> _DIRECTIONS_:
1. In the passage on leadership below, what problem do shareholders face when a business relies on Zeus?
2. Write the next part of the passage on leadership below, starting after its final sentence.

> _PASSAGE_:
================================

Jeremy Bullmore in his office at the J Walter Thompson agency at 40 Berkeley Square, London, in the 1970s. Photograph: Keith McMillan/Campaign Archive at History of Advertising Trust

 

So, where does this leave me in my canter through leadership?

Undoubtedly, we need different leadership at different times, when we have time we can be more inclusive, seek a broad range of ideas and spread the load.  At other times, we need a single point of focus, akin to Hardy’s Zeus.  The danger is that the shareholders of a business that relies on Zeus will struggle to get full value as buyers will perceive that, without Zeus, the business is far weaker.  The modern approach will enable the leadership of the business to be spread and reduce risk, but the business can lack direction and focus; it may end up drifting.

================================

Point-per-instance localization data
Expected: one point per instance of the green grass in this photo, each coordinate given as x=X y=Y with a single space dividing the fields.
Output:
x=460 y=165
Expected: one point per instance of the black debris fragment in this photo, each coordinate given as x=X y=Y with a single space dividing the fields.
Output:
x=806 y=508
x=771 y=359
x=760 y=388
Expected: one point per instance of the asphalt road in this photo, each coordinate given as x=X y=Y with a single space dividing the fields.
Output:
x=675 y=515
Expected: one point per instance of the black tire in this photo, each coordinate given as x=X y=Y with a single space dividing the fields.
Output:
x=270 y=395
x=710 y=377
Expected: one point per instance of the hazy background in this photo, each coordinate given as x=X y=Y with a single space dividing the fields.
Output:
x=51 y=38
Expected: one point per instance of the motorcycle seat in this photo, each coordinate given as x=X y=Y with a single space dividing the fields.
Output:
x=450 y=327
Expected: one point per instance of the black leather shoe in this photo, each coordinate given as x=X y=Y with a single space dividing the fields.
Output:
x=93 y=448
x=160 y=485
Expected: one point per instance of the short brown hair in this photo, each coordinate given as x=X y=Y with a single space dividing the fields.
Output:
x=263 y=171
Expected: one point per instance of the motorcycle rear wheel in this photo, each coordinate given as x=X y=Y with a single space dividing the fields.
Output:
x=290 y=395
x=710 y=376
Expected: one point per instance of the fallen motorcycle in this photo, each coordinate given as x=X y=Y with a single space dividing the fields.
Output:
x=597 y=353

================================

> _ANSWERS TO THE PROBLEMS_:
1. They will struggle to get full value, because buyers will see the business as far weaker without Zeus.

2.
I think Bullmore has nailed it when says that we need monarchs leading. Yes, you have a leader but, as we have seen with passing of the Queen, the leader was not all about the individual, it is about the role and the structures that should be in place to enable any suitably qualified person to fulfil that role.  This will give a balanced organisation, which will meet the needs of all its stakeholders and deliver the highest value to its shareholders.